## YOUR TASK
Copy the rows verbatim from the line containing "[outline] baseboard, per instance" through the line containing "M 168 249 L", including both of those lines, and omit the pictures.

+---+

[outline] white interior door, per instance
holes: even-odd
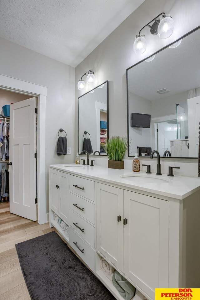
[[[36,98],[10,106],[10,211],[36,221]]]
[[[200,96],[188,100],[189,156],[197,157],[200,121]]]

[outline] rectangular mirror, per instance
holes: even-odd
[[[161,157],[198,157],[199,27],[174,45],[127,70],[129,156],[149,156],[155,149]]]
[[[78,152],[106,155],[103,146],[108,137],[108,81],[79,97],[78,106]]]

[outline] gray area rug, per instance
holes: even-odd
[[[55,231],[16,247],[32,300],[116,300]]]

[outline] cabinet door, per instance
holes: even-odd
[[[60,199],[59,214],[65,222],[69,224],[69,174],[58,172]]]
[[[49,199],[50,207],[55,212],[58,213],[59,189],[58,172],[53,169],[49,169]]]
[[[123,190],[97,183],[97,249],[122,271],[123,213]]]
[[[124,273],[152,299],[168,286],[169,202],[124,191]]]

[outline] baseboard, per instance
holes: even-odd
[[[49,213],[46,214],[46,223],[49,221]]]

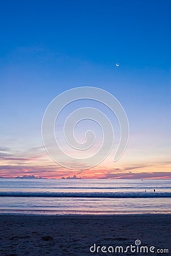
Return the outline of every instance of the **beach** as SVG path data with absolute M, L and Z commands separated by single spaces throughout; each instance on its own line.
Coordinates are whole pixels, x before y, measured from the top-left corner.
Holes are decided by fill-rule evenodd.
M 168 249 L 170 255 L 171 215 L 169 214 L 116 215 L 23 215 L 0 216 L 1 256 L 88 256 L 90 255 L 152 255 L 130 251 L 106 251 L 116 246 L 132 245 L 156 251 Z M 98 249 L 97 246 L 99 246 Z M 140 249 L 140 246 L 139 246 Z M 91 248 L 91 251 L 90 248 Z M 133 250 L 132 249 L 132 250 Z M 154 253 L 153 253 L 154 254 Z

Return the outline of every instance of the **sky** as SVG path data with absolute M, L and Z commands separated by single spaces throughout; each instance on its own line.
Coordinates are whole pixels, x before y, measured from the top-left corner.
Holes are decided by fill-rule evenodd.
M 2 2 L 0 176 L 170 178 L 170 7 L 168 0 Z M 93 168 L 70 170 L 47 154 L 41 122 L 55 97 L 85 86 L 122 104 L 129 142 L 116 162 L 114 148 Z

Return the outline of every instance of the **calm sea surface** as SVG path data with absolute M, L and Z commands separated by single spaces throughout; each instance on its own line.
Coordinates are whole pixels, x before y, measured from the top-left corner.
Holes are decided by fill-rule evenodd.
M 171 180 L 0 179 L 0 213 L 170 213 Z

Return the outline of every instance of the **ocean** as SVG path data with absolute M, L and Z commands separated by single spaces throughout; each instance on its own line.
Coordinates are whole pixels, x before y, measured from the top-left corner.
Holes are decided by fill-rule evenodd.
M 0 213 L 170 213 L 171 181 L 0 179 Z

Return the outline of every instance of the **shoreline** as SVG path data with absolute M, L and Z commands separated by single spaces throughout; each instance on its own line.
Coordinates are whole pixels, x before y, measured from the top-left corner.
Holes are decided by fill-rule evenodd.
M 135 245 L 137 240 L 171 251 L 170 214 L 3 214 L 0 230 L 1 256 L 104 255 L 91 253 L 90 246 Z

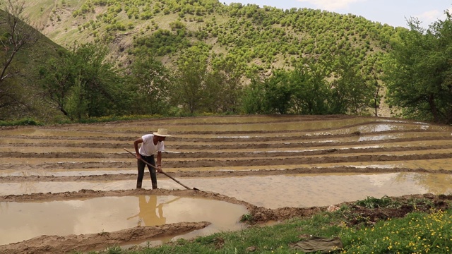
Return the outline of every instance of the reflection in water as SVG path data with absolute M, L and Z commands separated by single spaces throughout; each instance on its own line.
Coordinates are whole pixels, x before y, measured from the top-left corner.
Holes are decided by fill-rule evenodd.
M 149 197 L 148 200 L 146 200 L 147 197 Z M 173 201 L 177 199 L 176 198 Z M 167 219 L 163 217 L 163 203 L 157 205 L 157 195 L 145 196 L 142 195 L 139 196 L 138 207 L 140 208 L 140 212 L 136 215 L 127 218 L 127 219 L 131 219 L 138 217 L 138 226 L 159 226 L 166 223 Z M 156 210 L 158 210 L 158 212 L 155 211 Z M 156 212 L 158 212 L 158 215 Z M 142 224 L 142 222 L 144 224 Z
M 192 232 L 206 235 L 241 229 L 239 219 L 247 212 L 245 207 L 227 202 L 168 195 L 0 202 L 0 246 L 42 235 L 115 231 L 136 227 L 133 218 L 143 226 L 209 222 L 208 227 Z

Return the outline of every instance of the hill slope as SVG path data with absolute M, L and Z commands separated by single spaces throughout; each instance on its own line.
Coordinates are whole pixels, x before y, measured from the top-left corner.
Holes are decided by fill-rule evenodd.
M 59 44 L 105 42 L 121 64 L 155 54 L 170 64 L 188 49 L 266 72 L 300 58 L 347 55 L 374 66 L 398 29 L 352 14 L 282 10 L 215 0 L 30 0 L 28 11 Z M 201 44 L 201 45 L 200 45 Z M 214 61 L 215 60 L 212 60 Z

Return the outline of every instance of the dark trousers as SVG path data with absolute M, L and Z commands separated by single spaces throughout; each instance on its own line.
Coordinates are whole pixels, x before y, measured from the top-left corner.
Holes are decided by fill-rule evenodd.
M 148 163 L 150 163 L 150 164 L 155 167 L 155 159 L 154 159 L 154 155 L 141 155 L 141 158 L 143 158 L 143 159 L 146 161 Z M 145 166 L 148 166 L 149 174 L 150 174 L 150 180 L 153 183 L 153 189 L 155 189 L 157 188 L 157 174 L 155 174 L 155 169 L 149 165 L 146 165 L 146 164 L 143 162 L 141 159 L 138 160 L 138 177 L 136 179 L 136 188 L 141 188 L 143 183 L 143 178 L 144 177 Z

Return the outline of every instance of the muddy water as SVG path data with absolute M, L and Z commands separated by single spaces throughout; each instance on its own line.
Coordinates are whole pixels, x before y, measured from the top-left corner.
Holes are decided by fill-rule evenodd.
M 202 198 L 155 195 L 41 202 L 0 202 L 0 245 L 42 235 L 118 231 L 181 222 L 210 222 L 200 235 L 239 230 L 242 205 Z
M 452 193 L 452 175 L 441 174 L 324 174 L 222 178 L 179 179 L 201 190 L 212 191 L 269 208 L 335 205 L 345 201 L 409 194 Z M 0 183 L 0 195 L 133 188 L 135 180 L 114 181 L 21 182 Z M 159 188 L 184 189 L 160 179 Z M 143 188 L 150 188 L 145 181 Z
M 136 162 L 122 147 L 133 150 L 134 139 L 158 128 L 167 128 L 174 134 L 165 141 L 168 153 L 164 155 L 164 170 L 176 173 L 174 176 L 186 186 L 258 206 L 326 206 L 367 196 L 452 193 L 452 174 L 433 174 L 435 170 L 441 170 L 441 173 L 452 170 L 452 157 L 447 156 L 452 154 L 451 127 L 371 117 L 246 116 L 0 129 L 0 177 L 5 177 L 0 179 L 0 195 L 133 189 Z M 309 170 L 297 172 L 315 174 L 273 175 L 263 171 L 299 169 Z M 198 175 L 209 171 L 203 176 L 215 176 L 225 171 L 243 171 L 236 176 L 245 176 L 200 178 Z M 249 171 L 263 174 L 244 173 Z M 421 173 L 425 171 L 432 174 Z M 179 178 L 177 172 L 190 177 Z M 150 188 L 148 172 L 145 177 L 143 187 Z M 162 176 L 159 176 L 158 185 L 162 189 L 184 189 Z M 145 196 L 146 202 L 149 198 Z M 173 198 L 177 200 L 170 202 Z M 0 225 L 7 224 L 6 230 L 17 236 L 22 230 L 26 237 L 118 230 L 143 225 L 150 220 L 148 215 L 155 219 L 158 209 L 148 209 L 155 212 L 151 214 L 141 213 L 141 199 L 99 197 L 1 202 L 0 220 L 6 213 L 10 219 L 0 221 Z M 166 223 L 177 217 L 174 214 L 179 210 L 197 202 L 188 198 L 157 197 L 157 206 L 163 204 Z M 109 209 L 103 210 L 100 204 Z M 206 219 L 216 225 L 213 230 L 235 229 L 237 217 L 231 223 L 222 220 L 224 216 L 215 210 L 217 206 L 206 201 L 190 209 L 201 214 L 198 208 L 202 207 L 218 214 Z M 242 207 L 228 207 L 224 209 L 232 214 L 246 213 Z M 60 210 L 67 212 L 58 217 Z M 69 212 L 72 210 L 73 214 Z M 45 214 L 57 219 L 54 222 L 47 219 L 42 215 Z M 98 224 L 90 217 L 96 216 L 102 217 Z M 30 222 L 33 217 L 43 222 Z M 229 226 L 218 226 L 223 222 Z M 64 229 L 59 225 L 68 231 L 59 231 Z M 55 233 L 40 231 L 47 228 Z M 0 236 L 4 234 L 0 231 Z

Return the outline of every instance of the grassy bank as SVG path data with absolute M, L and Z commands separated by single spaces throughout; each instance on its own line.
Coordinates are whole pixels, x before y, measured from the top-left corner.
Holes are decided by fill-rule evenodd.
M 308 219 L 294 218 L 273 226 L 179 240 L 156 248 L 122 250 L 114 246 L 91 253 L 303 253 L 294 245 L 311 236 L 339 237 L 343 248 L 334 251 L 336 253 L 447 253 L 452 248 L 449 202 L 434 204 L 429 200 L 408 200 L 402 203 L 387 198 L 368 198 L 344 205 L 335 212 Z M 412 212 L 392 217 L 407 206 L 414 208 Z M 357 207 L 386 209 L 383 213 L 388 217 L 374 222 L 357 212 Z

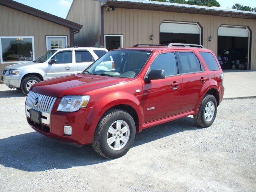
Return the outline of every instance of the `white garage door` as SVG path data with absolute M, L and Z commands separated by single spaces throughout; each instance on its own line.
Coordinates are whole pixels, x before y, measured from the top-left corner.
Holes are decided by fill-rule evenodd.
M 160 32 L 200 34 L 200 28 L 196 24 L 163 22 L 160 25 Z
M 221 26 L 218 30 L 218 34 L 219 36 L 248 37 L 249 32 L 245 27 Z

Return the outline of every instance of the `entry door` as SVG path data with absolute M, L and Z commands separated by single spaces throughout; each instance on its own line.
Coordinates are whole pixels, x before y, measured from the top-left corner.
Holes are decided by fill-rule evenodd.
M 52 59 L 56 59 L 56 63 L 48 64 L 46 68 L 47 79 L 74 74 L 74 64 L 72 50 L 60 51 Z
M 183 87 L 180 113 L 195 109 L 196 105 L 203 92 L 210 84 L 207 73 L 193 52 L 180 52 L 180 71 Z
M 157 56 L 148 74 L 152 69 L 164 70 L 166 78 L 144 82 L 144 122 L 178 114 L 180 110 L 182 80 L 181 76 L 178 75 L 175 53 L 163 53 Z

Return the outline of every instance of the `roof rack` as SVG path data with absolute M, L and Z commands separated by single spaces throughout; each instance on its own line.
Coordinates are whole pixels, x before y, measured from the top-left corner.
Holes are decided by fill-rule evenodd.
M 167 47 L 198 47 L 198 48 L 202 48 L 205 49 L 204 46 L 196 44 L 187 44 L 184 43 L 170 43 Z
M 69 46 L 65 47 L 65 48 L 77 48 L 78 47 L 77 46 L 74 46 L 74 45 L 70 45 Z
M 155 47 L 156 46 L 168 46 L 169 45 L 169 44 L 136 44 L 135 45 L 134 45 L 134 47 L 137 47 L 140 46 L 151 46 Z
M 136 44 L 133 46 L 134 47 L 137 47 L 140 46 L 166 46 L 167 47 L 198 47 L 198 48 L 202 48 L 205 49 L 204 46 L 201 45 L 197 45 L 196 44 L 187 44 L 184 43 L 169 43 L 164 44 Z

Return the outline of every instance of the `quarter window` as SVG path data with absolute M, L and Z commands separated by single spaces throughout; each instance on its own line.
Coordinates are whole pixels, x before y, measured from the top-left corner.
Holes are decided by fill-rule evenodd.
M 200 54 L 210 71 L 217 71 L 220 69 L 219 66 L 212 54 L 208 52 L 200 52 Z
M 180 57 L 181 61 L 181 73 L 201 71 L 200 62 L 194 53 L 180 52 Z
M 150 71 L 152 69 L 164 70 L 166 76 L 176 75 L 177 62 L 174 53 L 160 54 L 154 60 L 150 67 Z
M 56 64 L 71 63 L 72 62 L 72 52 L 62 51 L 54 56 L 52 59 L 56 60 Z
M 76 50 L 76 62 L 92 62 L 94 60 L 92 54 L 87 50 Z
M 34 60 L 34 37 L 0 37 L 1 62 Z

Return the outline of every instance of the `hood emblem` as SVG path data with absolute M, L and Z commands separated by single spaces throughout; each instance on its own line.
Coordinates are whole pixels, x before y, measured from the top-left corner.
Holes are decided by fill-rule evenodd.
M 35 98 L 35 100 L 34 101 L 34 106 L 35 107 L 37 107 L 38 106 L 40 103 L 40 98 L 36 97 Z

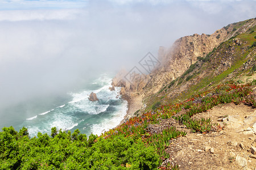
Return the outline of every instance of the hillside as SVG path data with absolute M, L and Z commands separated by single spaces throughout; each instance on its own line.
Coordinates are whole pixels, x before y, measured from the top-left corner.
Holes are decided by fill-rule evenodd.
M 131 84 L 117 75 L 139 110 L 100 137 L 3 128 L 0 169 L 255 169 L 255 24 L 180 38 L 160 48 L 149 75 Z
M 113 84 L 123 87 L 126 99 L 141 99 L 135 110 L 141 113 L 160 101 L 176 102 L 221 81 L 239 79 L 255 64 L 255 49 L 249 48 L 255 40 L 255 25 L 256 19 L 251 19 L 229 24 L 210 35 L 181 37 L 169 49 L 160 47 L 158 58 L 163 64 L 149 75 L 142 75 L 130 84 L 121 74 Z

+---+

## SOLVED PROBLEM
[outline] baseboard, per instance
holes: even-odd
[[[49,213],[46,214],[46,223],[49,221]]]

Return the outline of every instance of the **beach** as SVG path data with absolute M, L and Z commands separated by single spaces throughout; each instance on its own line.
Coordinates are whole pixels, x before y, measured from the top-left corner.
Holes are decided by fill-rule evenodd.
M 168 249 L 170 255 L 171 215 L 169 214 L 116 215 L 23 215 L 0 216 L 1 256 L 88 256 L 90 255 L 152 255 L 130 251 L 106 251 L 116 246 L 132 245 L 156 251 Z M 98 249 L 97 246 L 99 246 Z M 140 249 L 140 246 L 139 246 Z M 91 248 L 91 251 L 90 248 Z M 133 250 L 132 249 L 132 250 Z M 154 253 L 153 253 L 154 254 Z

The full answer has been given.